◆ **Extract to read**:
* * * * *

The Body PRO Covers: The 2nd International AIDS Society Conference on HIV Pathogenesis and Treatment

Rosiglitazone May Be Effective in Increasing Body Fat in Patients With Fat Wasting

July 14, 2003

This oral presentation by Dr. Hadigan reported on a study using rosiglitazone in patients with HIV-associated lipodystrophy. Rosiglitazone is a drug used in the management of diabetes. However, the drug is known to affect certain fat metabolism enzymes resulting in increased glucose uptake into cells, decreased fat breakdown and increased fat accumulation. Dr. Hadigan reviewed some prior data which provided the evidence and justification for the current study.

The current study is a randomized, double blind, placebo-controlled study in which people were given either 4 mg a day of rosiglitazone or placebo for three months. At the end of three months all patients were given open label rosiglitazone at 8 mg a day for an additional three months. Fat distribution and content was measured by CT and DEXA scans, and BIA. Subjects had to be on a stable HIV medication regimen, have evidence of fat atrophy and have elevated insulin levels. They could not have diabetes or evidence of kidney problems. Twenty-seven patients were enrolled, with a mean age of 45 and twice as many men as women. These patients had had HIV infection for several years and had received HIV medications for, on average, about seven years.

The results demonstrated that on average the rosiglitazone group had a 15 percent increase in total body fat compared to placebo. However, when the individual areas of fat were compared (subcutaneous abdominal fat, visceral fat and leg fat), there was no significant difference compared to placebo. Additional blood tests showed an increase in adiponectin (a protein made by fat cells, indicating increased activity of fat cells), a decrease in free fatty acids, and an increase in total cholesterol.

* * * * *

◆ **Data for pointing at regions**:

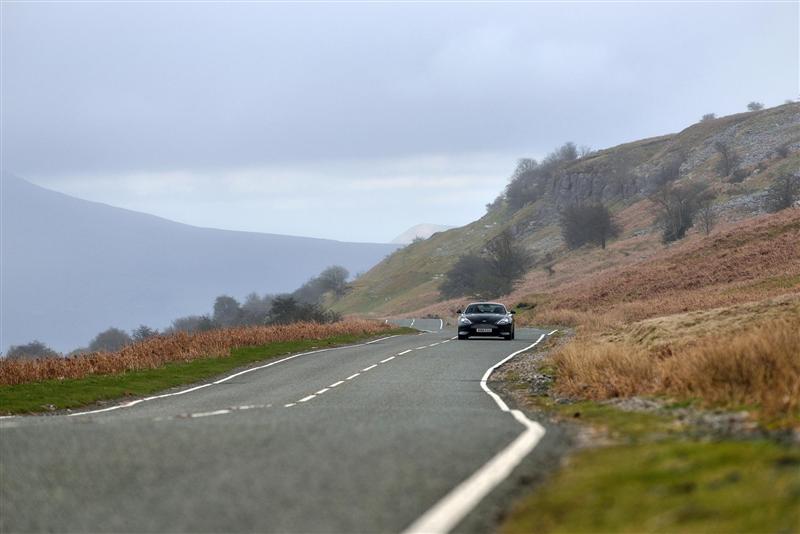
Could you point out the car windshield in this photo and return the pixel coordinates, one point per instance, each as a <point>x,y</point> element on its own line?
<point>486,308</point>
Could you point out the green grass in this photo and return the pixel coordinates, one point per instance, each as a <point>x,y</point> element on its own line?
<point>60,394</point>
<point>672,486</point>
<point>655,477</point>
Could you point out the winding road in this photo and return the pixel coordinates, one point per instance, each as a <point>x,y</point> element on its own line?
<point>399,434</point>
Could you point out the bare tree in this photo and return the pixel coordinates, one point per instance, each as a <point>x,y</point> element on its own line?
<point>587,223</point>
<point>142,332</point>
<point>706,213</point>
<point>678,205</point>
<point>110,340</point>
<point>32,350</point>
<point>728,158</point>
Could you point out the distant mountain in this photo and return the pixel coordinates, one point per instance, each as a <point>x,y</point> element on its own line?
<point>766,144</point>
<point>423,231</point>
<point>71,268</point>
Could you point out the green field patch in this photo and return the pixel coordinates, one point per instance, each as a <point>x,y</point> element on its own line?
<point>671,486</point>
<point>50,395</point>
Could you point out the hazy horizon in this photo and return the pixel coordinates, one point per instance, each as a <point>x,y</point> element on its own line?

* * * * *

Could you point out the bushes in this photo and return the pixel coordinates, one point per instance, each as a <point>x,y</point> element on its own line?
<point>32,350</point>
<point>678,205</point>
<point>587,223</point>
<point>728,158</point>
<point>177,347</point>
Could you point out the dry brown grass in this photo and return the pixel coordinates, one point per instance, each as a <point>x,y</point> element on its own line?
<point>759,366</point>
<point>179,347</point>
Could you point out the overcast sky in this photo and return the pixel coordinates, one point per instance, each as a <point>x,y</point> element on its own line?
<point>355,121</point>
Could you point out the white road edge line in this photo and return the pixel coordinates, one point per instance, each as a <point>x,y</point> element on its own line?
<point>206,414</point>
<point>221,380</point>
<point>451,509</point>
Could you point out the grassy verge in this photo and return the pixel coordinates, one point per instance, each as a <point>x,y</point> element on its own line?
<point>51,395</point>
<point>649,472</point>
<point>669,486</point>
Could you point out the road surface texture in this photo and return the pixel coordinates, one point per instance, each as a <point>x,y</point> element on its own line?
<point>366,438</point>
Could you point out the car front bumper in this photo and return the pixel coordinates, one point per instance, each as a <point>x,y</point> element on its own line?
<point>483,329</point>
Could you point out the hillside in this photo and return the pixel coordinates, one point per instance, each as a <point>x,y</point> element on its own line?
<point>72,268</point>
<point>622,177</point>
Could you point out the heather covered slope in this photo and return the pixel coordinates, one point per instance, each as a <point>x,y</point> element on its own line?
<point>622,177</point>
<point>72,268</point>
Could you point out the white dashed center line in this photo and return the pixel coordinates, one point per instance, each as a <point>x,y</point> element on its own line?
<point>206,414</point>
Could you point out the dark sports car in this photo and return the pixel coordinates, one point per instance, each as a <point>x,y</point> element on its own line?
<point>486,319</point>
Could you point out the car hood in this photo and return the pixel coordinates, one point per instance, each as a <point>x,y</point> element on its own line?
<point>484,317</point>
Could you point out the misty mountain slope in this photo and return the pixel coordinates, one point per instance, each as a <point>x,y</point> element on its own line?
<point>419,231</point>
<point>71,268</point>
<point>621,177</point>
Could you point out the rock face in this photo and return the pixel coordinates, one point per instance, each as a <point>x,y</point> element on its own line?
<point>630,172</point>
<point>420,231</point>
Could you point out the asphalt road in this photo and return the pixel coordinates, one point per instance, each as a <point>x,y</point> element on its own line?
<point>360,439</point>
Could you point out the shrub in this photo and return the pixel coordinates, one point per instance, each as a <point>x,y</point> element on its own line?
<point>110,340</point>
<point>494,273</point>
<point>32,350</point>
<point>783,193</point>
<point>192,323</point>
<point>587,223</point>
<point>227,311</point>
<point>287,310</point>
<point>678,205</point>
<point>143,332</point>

* * * * *

◆ **Task details**: In the rosiglitazone report, what daily dose did all patients receive during the open-label phase of the study?

◆ **Reply**: 8 mg a day of rosiglitazone